**Task instructions:** Can you copy, unchanged, everything in the data below from the line containing "Expected: a point inside each instance of the white wall" down to the line containing "point(683, 518)", with both of those lines included?

[Dataset records]

☆ ☆ ☆ ☆ ☆

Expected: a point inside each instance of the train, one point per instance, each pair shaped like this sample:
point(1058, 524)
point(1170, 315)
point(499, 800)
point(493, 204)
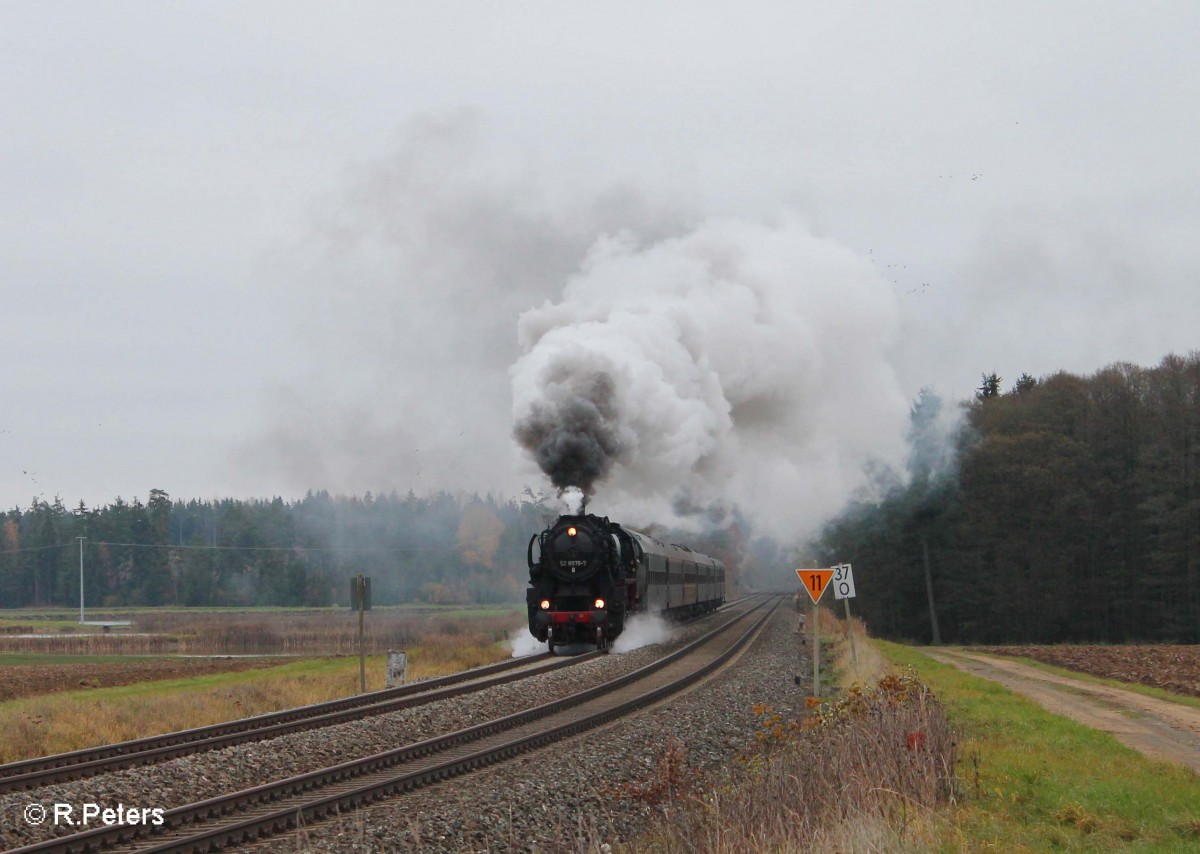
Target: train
point(588, 576)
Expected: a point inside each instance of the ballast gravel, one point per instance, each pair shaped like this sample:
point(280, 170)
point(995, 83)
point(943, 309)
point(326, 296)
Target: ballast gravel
point(537, 803)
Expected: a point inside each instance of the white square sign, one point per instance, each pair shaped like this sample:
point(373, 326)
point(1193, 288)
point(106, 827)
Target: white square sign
point(843, 582)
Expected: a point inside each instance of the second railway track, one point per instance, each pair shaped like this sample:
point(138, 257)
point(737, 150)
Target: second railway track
point(275, 807)
point(79, 764)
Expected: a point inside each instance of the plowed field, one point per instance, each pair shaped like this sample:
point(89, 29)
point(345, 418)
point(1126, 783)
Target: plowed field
point(28, 680)
point(1170, 668)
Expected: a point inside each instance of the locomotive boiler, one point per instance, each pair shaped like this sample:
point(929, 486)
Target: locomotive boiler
point(588, 575)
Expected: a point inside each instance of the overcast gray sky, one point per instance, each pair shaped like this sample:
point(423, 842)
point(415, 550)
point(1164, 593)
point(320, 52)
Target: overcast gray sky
point(251, 248)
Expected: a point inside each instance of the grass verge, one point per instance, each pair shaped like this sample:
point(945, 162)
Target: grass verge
point(1032, 781)
point(67, 721)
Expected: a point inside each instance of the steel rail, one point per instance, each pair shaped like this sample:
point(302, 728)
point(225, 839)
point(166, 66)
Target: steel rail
point(387, 781)
point(91, 761)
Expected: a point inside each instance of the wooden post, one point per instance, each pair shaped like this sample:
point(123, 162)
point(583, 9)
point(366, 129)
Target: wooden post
point(816, 654)
point(850, 630)
point(363, 655)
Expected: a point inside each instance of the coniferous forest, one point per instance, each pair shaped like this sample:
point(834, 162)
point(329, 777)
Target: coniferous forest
point(1063, 509)
point(442, 549)
point(1051, 509)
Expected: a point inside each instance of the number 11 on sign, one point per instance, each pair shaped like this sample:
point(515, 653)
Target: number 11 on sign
point(815, 582)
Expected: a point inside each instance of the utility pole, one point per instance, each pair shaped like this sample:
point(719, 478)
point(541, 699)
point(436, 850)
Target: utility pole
point(81, 539)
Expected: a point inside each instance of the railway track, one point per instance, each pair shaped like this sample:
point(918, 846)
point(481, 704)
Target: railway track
point(90, 762)
point(255, 813)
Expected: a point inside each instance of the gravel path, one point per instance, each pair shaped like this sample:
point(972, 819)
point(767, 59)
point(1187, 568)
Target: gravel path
point(523, 799)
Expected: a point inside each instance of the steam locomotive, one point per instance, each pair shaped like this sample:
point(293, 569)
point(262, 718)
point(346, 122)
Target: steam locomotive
point(588, 575)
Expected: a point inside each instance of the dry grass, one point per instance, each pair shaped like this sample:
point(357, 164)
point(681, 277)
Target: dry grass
point(55, 723)
point(864, 774)
point(301, 632)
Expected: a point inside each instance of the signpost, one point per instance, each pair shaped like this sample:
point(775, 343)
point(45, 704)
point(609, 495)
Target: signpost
point(815, 583)
point(844, 589)
point(360, 601)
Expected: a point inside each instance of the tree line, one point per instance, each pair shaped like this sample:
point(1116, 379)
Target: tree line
point(438, 548)
point(1066, 509)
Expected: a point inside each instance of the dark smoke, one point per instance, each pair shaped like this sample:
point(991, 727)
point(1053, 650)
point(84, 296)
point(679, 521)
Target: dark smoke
point(573, 432)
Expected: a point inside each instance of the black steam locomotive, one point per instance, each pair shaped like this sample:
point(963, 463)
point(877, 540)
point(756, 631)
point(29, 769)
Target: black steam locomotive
point(588, 575)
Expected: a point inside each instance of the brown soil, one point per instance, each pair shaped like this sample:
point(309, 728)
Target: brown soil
point(1171, 668)
point(29, 680)
point(1158, 728)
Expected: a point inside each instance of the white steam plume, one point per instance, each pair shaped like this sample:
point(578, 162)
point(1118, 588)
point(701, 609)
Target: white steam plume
point(738, 365)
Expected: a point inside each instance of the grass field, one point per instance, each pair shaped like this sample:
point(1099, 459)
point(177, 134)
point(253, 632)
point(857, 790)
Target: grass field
point(1032, 781)
point(250, 631)
point(444, 641)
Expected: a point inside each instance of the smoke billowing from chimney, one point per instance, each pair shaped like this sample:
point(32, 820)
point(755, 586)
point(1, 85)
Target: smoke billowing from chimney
point(738, 365)
point(573, 431)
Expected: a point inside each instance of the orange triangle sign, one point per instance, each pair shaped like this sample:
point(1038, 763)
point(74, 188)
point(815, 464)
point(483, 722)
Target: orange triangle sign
point(815, 582)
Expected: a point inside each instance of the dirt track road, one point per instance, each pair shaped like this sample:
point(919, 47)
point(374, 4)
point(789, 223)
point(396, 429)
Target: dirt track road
point(1158, 728)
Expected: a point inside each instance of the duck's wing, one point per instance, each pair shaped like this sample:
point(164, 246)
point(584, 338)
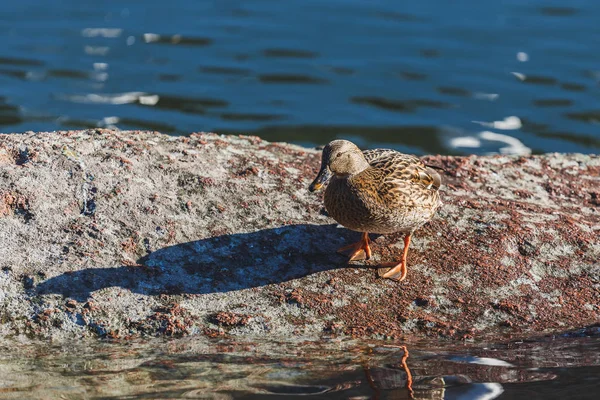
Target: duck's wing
point(400, 169)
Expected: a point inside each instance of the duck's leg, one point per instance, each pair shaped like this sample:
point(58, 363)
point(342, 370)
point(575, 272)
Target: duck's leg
point(358, 248)
point(398, 271)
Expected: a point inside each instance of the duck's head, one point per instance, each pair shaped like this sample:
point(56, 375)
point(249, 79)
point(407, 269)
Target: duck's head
point(340, 158)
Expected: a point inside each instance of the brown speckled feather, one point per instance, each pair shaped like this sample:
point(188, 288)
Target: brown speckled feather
point(397, 192)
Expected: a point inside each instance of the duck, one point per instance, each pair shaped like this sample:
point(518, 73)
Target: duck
point(378, 191)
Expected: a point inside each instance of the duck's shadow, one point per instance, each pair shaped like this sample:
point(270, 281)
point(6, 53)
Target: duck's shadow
point(217, 264)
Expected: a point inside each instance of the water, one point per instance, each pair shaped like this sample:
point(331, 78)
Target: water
point(328, 369)
point(424, 77)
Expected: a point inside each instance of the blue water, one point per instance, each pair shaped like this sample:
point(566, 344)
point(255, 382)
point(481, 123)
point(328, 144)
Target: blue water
point(452, 77)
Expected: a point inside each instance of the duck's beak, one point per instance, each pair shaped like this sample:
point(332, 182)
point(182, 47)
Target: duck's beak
point(321, 179)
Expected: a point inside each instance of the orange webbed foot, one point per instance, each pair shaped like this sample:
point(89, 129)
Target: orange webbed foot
point(396, 271)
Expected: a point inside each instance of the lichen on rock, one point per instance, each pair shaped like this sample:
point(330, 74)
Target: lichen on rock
point(121, 234)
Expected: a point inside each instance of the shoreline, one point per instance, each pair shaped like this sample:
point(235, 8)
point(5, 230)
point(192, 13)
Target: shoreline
point(123, 234)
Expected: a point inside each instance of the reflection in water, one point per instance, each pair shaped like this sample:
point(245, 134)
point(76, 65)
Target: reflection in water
point(365, 71)
point(328, 369)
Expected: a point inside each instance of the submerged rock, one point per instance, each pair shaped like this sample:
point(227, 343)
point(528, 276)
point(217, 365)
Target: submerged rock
point(122, 234)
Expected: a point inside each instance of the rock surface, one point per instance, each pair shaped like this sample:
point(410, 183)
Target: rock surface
point(122, 234)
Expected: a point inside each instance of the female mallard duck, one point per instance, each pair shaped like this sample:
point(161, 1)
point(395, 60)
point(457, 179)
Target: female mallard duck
point(377, 191)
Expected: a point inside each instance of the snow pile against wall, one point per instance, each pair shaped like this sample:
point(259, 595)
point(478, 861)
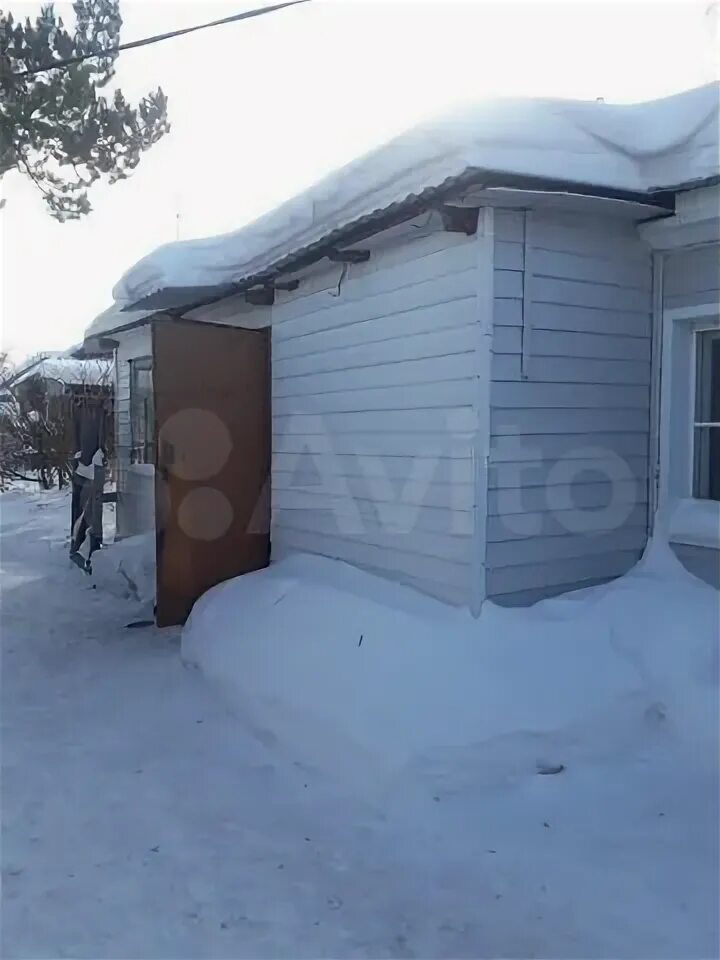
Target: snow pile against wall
point(353, 673)
point(640, 147)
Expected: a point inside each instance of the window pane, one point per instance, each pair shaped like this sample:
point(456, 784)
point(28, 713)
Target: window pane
point(707, 393)
point(706, 465)
point(142, 414)
point(706, 481)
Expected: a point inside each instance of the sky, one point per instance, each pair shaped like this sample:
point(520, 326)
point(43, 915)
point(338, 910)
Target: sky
point(262, 108)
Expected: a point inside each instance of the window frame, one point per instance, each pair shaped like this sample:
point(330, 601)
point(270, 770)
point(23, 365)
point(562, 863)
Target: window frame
point(686, 518)
point(142, 363)
point(698, 332)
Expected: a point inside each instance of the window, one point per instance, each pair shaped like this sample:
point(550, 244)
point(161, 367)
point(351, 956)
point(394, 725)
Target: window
point(706, 433)
point(142, 412)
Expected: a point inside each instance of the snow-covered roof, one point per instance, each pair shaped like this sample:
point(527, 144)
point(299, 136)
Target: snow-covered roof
point(639, 149)
point(67, 370)
point(114, 318)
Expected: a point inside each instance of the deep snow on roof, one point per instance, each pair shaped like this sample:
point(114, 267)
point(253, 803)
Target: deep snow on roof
point(68, 371)
point(641, 148)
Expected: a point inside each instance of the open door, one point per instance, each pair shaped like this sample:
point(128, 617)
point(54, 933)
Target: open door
point(211, 388)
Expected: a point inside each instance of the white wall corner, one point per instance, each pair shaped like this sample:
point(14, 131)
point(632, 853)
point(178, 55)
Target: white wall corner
point(481, 402)
point(696, 221)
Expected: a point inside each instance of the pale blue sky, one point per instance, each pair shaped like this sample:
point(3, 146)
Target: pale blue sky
point(262, 108)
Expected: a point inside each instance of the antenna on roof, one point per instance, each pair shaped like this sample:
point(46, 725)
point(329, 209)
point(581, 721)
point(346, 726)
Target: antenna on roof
point(178, 216)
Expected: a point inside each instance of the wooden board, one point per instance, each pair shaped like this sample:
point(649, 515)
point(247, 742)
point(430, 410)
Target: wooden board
point(212, 407)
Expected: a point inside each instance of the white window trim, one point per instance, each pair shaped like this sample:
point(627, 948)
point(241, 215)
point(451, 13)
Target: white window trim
point(683, 518)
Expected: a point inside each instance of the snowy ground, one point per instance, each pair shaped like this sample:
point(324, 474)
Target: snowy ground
point(144, 819)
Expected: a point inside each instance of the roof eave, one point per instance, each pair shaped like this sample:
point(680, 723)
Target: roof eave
point(362, 228)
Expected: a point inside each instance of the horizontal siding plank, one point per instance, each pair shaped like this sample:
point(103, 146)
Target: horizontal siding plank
point(527, 422)
point(306, 468)
point(416, 374)
point(508, 256)
point(445, 546)
point(581, 294)
point(601, 270)
point(555, 343)
point(391, 517)
point(693, 299)
point(702, 562)
point(431, 395)
point(692, 271)
point(359, 285)
point(568, 397)
point(398, 445)
point(514, 449)
point(509, 225)
point(508, 284)
point(511, 475)
point(392, 562)
point(336, 312)
point(430, 321)
point(545, 550)
point(525, 598)
point(588, 235)
point(511, 579)
point(439, 420)
point(286, 495)
point(561, 317)
point(543, 369)
point(502, 528)
point(584, 496)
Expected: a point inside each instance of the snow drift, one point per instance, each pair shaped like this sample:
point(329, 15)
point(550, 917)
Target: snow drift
point(660, 145)
point(365, 677)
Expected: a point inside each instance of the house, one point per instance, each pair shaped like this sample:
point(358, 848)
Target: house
point(686, 259)
point(48, 406)
point(470, 331)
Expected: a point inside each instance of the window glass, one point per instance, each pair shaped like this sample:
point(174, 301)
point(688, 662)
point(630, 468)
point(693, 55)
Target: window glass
point(142, 412)
point(706, 465)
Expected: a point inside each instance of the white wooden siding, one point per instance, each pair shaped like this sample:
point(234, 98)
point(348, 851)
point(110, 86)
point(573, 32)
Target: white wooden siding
point(692, 277)
point(584, 402)
point(373, 370)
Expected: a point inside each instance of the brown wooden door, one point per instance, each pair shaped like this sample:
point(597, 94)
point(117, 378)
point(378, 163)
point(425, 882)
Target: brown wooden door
point(211, 387)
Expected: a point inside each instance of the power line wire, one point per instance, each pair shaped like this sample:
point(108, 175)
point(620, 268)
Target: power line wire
point(132, 44)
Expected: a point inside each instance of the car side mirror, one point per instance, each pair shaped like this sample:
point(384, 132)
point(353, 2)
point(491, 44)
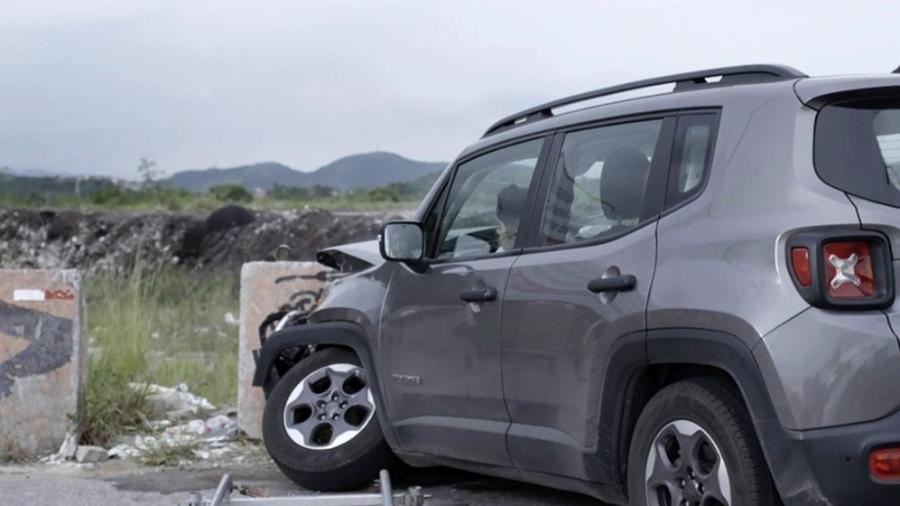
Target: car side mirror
point(402, 241)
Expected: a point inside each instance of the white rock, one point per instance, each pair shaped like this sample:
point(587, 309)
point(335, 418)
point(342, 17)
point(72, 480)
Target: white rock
point(221, 426)
point(122, 451)
point(175, 402)
point(230, 319)
point(67, 449)
point(159, 424)
point(90, 454)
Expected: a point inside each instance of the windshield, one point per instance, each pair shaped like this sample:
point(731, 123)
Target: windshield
point(857, 148)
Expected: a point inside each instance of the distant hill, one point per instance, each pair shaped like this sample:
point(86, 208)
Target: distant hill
point(364, 171)
point(37, 189)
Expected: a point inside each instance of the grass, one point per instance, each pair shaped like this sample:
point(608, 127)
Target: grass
point(168, 454)
point(166, 199)
point(158, 324)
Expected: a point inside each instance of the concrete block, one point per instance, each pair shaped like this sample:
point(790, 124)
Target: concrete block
point(90, 454)
point(265, 288)
point(42, 359)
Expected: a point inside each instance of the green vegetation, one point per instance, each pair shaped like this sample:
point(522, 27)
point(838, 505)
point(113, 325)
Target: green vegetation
point(168, 454)
point(156, 325)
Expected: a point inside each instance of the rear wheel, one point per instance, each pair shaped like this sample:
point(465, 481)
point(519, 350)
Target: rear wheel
point(694, 445)
point(320, 425)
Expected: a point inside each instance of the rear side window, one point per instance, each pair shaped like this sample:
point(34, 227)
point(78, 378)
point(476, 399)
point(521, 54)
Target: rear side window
point(599, 182)
point(857, 148)
point(690, 156)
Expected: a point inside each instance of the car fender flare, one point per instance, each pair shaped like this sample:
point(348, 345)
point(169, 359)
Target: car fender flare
point(336, 333)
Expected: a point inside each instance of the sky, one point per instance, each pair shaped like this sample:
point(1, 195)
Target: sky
point(89, 87)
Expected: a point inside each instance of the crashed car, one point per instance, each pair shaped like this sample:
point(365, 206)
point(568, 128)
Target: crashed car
point(685, 298)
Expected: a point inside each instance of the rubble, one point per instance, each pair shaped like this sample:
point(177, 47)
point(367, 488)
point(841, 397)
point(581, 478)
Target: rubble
point(113, 240)
point(176, 403)
point(167, 440)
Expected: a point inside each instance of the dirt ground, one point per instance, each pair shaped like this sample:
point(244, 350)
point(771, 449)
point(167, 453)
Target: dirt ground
point(125, 483)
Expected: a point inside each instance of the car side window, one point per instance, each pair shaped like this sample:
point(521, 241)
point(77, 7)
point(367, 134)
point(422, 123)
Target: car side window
point(690, 156)
point(487, 199)
point(599, 182)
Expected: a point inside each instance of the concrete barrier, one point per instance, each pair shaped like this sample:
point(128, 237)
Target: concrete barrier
point(42, 359)
point(265, 288)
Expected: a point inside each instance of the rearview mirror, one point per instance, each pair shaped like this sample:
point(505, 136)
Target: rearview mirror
point(402, 241)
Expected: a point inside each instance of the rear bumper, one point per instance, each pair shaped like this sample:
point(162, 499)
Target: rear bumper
point(831, 466)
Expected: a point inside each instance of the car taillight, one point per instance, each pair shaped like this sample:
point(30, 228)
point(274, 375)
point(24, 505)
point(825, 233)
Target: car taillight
point(842, 268)
point(800, 264)
point(848, 270)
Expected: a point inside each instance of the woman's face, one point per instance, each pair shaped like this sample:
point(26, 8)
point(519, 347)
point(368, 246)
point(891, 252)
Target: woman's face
point(506, 234)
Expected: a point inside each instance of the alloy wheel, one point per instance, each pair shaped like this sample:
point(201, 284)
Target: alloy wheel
point(685, 467)
point(331, 406)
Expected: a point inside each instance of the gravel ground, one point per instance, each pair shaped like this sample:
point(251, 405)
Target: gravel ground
point(124, 483)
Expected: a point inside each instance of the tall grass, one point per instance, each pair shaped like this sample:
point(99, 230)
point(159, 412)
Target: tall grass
point(157, 324)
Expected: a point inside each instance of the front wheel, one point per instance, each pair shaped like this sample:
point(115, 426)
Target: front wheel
point(320, 425)
point(694, 445)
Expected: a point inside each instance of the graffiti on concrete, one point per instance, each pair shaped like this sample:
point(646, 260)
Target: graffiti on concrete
point(303, 300)
point(51, 344)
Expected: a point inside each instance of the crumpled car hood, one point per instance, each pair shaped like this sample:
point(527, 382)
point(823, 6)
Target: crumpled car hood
point(352, 257)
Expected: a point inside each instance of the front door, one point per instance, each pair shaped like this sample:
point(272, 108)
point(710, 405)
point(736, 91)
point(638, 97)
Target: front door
point(440, 337)
point(582, 284)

☆ ☆ ☆ ☆ ☆

**Solution:**
Expected: a point inside each instance of the white wall corner, one point per instance, each pair shaped like this sample:
point(14, 131)
point(632, 853)
point(178, 55)
Target: white wall corner
point(481, 402)
point(696, 221)
Expected: a point inside each instance of the pale blue sky, one point per instance, each pair shaped like this sample:
point(3, 146)
Target: pale blue sky
point(262, 108)
Expected: a point inside each instance of the antenna on roof, one point per instance, each pair shaped like this sample:
point(46, 725)
point(329, 209)
point(581, 721)
point(346, 726)
Target: antenna on roof
point(178, 216)
Expected: a point inside each instance of the wooden board, one point per instance, each pair shaped like this sample:
point(649, 515)
point(247, 742)
point(430, 410)
Target: wooden board
point(212, 407)
Expected: a point inside each instance of the white window trim, one point per instance, each pair shaped like this sample:
point(627, 948)
point(241, 215)
point(451, 13)
Target: white window trim
point(683, 518)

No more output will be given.